## PROBLEM
Exactly the lines from the one containing "Would you point out the grey" through the final line of the data below, with pictures omitted, make up the answer.
Top of SOURCE MATERIAL
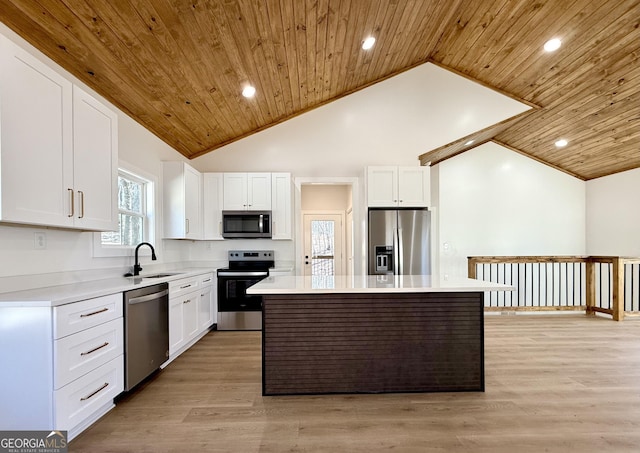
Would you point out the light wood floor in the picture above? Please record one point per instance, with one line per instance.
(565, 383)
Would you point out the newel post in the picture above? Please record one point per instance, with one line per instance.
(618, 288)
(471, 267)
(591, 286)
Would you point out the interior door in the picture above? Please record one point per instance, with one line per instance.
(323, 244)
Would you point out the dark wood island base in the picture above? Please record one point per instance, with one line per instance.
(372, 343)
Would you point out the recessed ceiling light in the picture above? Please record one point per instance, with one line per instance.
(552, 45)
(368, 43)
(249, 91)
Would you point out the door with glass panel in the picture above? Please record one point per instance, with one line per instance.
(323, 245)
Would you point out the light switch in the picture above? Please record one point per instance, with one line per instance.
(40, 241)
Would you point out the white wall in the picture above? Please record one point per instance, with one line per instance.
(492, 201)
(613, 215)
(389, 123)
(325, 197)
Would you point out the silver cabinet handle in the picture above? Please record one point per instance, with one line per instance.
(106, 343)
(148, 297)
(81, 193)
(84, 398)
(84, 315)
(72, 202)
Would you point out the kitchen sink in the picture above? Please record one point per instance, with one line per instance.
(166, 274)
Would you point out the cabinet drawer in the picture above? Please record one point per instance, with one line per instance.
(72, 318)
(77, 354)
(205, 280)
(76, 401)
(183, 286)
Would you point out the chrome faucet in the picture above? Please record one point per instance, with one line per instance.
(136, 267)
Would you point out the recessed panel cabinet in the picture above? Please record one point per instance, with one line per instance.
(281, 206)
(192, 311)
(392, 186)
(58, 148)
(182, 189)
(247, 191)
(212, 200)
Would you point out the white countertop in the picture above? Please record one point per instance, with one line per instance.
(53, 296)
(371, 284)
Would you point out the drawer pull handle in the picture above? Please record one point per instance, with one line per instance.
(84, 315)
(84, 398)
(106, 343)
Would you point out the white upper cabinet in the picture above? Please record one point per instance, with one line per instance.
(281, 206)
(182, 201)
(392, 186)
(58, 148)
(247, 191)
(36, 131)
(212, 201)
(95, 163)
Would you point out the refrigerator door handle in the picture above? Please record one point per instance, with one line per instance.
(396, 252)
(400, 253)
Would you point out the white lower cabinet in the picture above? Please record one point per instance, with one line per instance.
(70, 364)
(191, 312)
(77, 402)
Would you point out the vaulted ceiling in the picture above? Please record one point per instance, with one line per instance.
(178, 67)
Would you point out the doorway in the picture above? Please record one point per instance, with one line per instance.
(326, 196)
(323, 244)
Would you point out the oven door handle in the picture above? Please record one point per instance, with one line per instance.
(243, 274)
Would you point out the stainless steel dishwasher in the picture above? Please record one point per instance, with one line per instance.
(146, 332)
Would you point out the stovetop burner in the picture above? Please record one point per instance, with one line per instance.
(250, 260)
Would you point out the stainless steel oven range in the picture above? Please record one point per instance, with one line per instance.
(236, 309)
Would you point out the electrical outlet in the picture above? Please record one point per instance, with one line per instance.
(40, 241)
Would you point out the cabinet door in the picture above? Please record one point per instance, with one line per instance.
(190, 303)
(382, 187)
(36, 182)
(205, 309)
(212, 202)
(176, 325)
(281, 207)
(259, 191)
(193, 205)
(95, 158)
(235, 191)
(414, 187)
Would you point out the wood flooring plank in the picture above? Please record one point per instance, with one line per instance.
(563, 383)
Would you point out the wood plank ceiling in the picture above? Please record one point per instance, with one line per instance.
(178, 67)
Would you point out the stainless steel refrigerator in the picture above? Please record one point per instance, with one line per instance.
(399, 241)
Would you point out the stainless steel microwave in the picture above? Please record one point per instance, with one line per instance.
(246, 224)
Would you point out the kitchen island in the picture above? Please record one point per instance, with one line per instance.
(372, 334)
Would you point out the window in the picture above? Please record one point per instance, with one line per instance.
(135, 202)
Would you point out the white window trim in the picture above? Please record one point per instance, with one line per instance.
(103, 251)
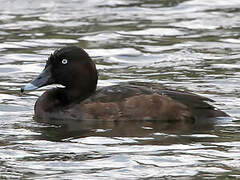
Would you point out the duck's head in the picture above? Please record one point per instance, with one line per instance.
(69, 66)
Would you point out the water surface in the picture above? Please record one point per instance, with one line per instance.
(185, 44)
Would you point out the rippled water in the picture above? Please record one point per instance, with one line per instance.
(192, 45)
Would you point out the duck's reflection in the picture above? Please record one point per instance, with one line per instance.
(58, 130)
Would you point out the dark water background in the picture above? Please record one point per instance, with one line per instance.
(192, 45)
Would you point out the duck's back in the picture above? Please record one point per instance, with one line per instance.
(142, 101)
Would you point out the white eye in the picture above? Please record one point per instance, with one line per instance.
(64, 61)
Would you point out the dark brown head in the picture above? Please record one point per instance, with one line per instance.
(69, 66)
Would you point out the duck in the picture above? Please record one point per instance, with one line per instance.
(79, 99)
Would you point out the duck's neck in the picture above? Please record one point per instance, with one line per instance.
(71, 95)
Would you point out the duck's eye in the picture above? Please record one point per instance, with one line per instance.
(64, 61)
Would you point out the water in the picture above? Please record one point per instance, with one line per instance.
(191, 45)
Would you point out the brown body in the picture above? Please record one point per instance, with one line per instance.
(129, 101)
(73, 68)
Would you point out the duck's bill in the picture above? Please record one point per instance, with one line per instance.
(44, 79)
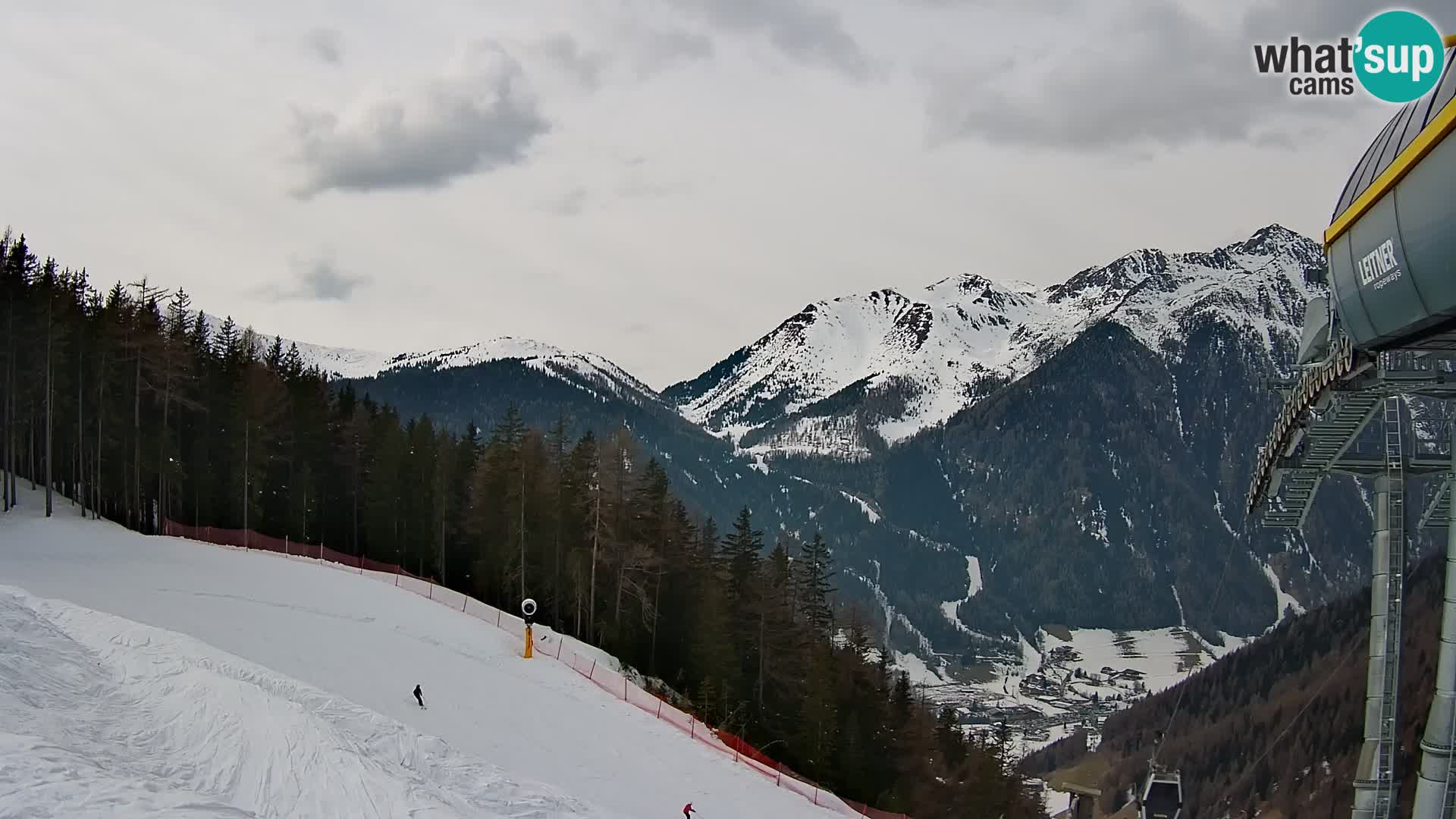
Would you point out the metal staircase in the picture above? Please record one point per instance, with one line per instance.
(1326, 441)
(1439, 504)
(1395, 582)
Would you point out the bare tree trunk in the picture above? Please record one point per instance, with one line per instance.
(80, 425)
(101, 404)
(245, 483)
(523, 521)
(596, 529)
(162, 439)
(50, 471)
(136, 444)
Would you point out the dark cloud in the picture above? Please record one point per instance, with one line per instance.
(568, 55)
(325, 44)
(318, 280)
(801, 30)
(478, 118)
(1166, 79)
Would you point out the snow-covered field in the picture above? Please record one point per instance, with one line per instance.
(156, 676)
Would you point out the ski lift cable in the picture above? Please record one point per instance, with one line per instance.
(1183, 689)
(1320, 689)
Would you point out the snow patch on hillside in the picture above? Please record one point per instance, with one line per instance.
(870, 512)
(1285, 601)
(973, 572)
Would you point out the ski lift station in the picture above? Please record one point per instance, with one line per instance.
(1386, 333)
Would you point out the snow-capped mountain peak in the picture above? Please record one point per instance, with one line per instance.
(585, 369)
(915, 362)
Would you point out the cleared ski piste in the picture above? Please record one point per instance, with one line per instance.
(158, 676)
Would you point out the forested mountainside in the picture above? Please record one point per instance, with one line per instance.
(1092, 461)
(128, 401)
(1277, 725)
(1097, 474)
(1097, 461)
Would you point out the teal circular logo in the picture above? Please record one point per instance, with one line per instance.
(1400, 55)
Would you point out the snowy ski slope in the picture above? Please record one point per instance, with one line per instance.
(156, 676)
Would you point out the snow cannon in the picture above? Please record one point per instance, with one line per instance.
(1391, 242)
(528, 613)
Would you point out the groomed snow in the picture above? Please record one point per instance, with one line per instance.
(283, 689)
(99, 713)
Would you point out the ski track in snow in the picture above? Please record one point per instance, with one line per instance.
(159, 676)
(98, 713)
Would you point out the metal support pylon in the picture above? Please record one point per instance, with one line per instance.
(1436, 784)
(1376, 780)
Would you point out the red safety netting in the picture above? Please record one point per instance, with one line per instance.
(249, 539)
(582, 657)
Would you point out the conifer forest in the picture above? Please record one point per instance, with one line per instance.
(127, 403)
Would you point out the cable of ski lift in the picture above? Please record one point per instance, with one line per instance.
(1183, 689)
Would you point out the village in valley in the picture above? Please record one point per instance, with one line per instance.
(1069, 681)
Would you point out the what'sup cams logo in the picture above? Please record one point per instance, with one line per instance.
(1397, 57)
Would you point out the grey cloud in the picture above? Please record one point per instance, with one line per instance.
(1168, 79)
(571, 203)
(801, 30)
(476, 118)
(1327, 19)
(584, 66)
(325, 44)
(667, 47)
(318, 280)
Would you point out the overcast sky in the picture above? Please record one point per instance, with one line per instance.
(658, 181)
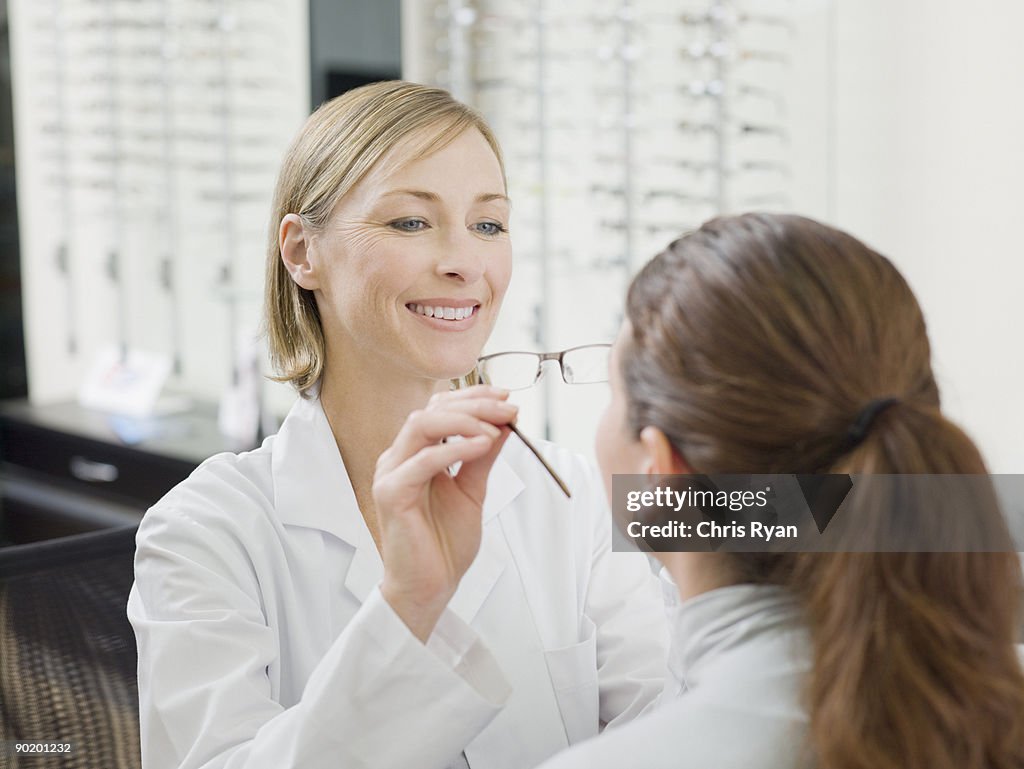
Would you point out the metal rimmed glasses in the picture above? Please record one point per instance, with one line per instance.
Bottom of SOURCE MATERIAL
## SOLUTION FOR THIS EXERCISE
Would you point out the grey cloud in the picture above? Please record one point per instance, with one line per instance.
(1168, 79)
(571, 203)
(801, 30)
(476, 118)
(1327, 19)
(584, 66)
(325, 44)
(667, 47)
(318, 280)
Would you point out the overcast sky in the picture above? Please record one point per instance, with one line per instance.
(658, 181)
Would you point out the metal rimmed glasses in the picture above? Please record one point per instance, with one line per instance.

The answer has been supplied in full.